Prompt a: In the review of Hell Train, how many days is Shane Carter given to come up with a new way to terrify the public?

Hell Train: Christopher Fowler
By: Renee C. Fountain | 11.23.2011 | Filed: Fiction: Horror / Occult | Link

Rating: 3 stars

Hell Train: Christopher Fowler With horror movies slowly going to the wayside, Hammer Films finds itself teetering on the precipice of extinction as the good old days fade off into England’s version of the Hollywood sunset.

On the eve of the 1970s, the iconic studio still retains the air and attitude of the 1930s as American screenwriter Shane Carter pulls up to its front doors.

After a brief discussion on the usual suspects of werewolves and Frankenstein monsters having run their course, Carter is given exactly five days—four and a half counting from that moment—to come up with a whole new way to terrify the public.

Left to his own devices, the screenwriter finds an old board game called “Hell Train,” and it is from this that the tale begins. In 1916, Carpathia is about to be overtaken by soldiers. Three English travelers and a local girl named Isabella find themselves in the wrong place at the wrong time.

Provided material:

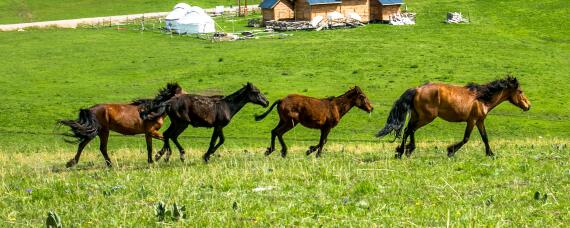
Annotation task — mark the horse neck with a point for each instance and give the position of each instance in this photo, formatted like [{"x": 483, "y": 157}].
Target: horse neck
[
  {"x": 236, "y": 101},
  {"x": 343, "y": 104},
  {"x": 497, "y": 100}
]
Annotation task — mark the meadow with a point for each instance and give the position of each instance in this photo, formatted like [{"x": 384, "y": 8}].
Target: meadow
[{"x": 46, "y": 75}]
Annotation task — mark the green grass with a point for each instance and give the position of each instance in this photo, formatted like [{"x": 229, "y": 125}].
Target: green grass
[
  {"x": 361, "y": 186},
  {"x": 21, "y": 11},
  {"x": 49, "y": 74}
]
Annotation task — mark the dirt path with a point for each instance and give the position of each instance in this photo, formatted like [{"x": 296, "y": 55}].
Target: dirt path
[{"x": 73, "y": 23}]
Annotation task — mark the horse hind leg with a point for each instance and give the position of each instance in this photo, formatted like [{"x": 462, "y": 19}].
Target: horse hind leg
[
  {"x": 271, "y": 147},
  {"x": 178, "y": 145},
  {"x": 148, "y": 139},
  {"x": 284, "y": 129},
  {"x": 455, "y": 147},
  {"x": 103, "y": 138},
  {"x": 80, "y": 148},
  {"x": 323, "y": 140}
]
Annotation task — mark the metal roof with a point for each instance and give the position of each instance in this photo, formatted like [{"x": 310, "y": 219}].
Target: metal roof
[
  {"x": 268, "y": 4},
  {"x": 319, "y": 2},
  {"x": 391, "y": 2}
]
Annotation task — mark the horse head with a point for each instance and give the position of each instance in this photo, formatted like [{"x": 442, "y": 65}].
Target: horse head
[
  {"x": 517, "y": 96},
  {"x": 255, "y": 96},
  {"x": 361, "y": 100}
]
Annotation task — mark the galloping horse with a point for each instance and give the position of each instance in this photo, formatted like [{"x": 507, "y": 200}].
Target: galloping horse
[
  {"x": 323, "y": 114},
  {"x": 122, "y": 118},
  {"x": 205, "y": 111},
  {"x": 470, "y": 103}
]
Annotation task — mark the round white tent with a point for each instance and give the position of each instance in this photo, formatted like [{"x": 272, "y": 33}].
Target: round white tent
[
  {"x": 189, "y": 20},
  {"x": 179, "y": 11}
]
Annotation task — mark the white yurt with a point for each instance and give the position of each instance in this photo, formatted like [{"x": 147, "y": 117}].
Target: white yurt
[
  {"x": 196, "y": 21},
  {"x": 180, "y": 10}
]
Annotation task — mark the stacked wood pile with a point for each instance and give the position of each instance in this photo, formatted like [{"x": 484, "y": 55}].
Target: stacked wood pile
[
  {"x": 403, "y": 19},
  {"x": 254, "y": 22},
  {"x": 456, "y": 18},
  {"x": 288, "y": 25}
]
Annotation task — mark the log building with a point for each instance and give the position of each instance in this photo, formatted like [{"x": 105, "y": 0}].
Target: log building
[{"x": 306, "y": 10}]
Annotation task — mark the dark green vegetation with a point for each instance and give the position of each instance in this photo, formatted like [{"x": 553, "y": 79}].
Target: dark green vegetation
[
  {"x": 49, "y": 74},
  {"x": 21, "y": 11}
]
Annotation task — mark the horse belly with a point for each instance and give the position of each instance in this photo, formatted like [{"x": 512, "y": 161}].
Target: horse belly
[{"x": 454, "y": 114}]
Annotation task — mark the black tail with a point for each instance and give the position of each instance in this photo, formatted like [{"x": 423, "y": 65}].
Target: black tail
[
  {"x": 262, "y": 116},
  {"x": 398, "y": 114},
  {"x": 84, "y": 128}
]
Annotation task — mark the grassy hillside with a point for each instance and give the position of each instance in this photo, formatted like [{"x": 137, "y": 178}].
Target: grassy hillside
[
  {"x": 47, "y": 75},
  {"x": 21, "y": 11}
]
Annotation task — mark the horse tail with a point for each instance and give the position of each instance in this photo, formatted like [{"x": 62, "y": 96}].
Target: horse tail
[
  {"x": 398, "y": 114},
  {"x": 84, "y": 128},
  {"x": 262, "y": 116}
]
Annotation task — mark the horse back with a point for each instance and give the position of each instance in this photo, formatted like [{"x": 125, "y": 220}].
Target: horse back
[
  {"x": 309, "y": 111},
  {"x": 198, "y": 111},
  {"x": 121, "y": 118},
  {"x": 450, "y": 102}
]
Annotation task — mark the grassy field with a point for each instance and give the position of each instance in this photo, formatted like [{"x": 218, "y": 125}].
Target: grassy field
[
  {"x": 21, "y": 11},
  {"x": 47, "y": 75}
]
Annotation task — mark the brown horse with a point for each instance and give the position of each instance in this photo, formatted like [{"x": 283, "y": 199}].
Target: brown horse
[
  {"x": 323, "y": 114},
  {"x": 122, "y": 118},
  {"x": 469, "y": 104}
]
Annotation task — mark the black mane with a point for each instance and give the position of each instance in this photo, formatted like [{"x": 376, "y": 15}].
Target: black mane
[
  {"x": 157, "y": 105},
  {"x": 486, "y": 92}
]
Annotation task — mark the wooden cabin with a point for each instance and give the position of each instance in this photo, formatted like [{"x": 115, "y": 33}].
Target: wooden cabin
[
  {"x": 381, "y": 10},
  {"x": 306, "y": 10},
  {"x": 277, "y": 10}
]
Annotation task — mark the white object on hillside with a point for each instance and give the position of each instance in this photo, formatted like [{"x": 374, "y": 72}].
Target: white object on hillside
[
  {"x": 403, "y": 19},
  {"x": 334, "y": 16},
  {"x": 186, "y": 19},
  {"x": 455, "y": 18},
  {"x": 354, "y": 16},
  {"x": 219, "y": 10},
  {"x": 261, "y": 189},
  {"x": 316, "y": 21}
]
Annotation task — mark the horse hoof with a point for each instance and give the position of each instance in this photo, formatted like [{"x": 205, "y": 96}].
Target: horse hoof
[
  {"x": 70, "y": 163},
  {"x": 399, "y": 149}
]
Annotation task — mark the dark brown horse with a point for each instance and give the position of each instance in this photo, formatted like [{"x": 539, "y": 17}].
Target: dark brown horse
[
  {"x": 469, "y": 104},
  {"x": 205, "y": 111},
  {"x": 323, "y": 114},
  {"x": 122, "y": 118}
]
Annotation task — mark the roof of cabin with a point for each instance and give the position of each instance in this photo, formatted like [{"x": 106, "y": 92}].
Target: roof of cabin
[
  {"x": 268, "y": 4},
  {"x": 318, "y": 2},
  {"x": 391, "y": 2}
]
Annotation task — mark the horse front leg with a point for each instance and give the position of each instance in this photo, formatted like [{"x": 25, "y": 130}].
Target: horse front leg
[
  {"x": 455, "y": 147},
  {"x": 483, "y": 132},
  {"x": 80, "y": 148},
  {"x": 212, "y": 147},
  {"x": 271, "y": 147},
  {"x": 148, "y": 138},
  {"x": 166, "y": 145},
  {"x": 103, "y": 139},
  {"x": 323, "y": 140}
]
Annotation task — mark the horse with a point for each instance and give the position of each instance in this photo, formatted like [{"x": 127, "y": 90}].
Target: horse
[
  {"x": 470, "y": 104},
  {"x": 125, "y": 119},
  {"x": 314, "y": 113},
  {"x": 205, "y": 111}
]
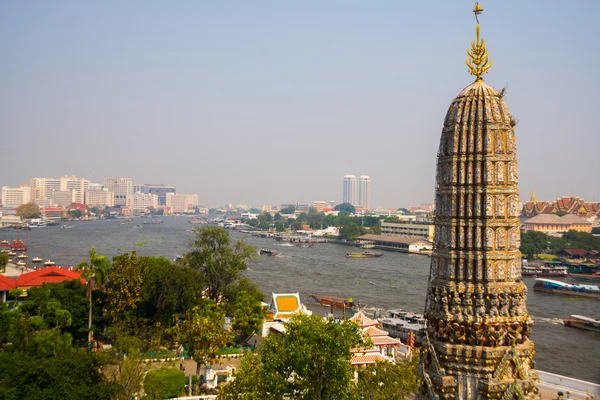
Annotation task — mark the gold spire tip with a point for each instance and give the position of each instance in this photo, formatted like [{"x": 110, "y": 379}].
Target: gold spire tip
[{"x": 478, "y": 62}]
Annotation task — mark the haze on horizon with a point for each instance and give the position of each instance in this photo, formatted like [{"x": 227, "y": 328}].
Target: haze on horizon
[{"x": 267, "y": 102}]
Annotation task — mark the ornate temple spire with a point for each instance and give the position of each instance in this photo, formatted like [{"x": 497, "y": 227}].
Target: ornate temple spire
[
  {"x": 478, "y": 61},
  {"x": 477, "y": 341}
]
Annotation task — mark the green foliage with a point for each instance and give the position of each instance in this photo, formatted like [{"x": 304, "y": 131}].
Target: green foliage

Prompt b: Please count the lines of the listing that contain the string "white", treating case as significant, and give only the number.

Solution a: Exactly five days.

Solution b: 6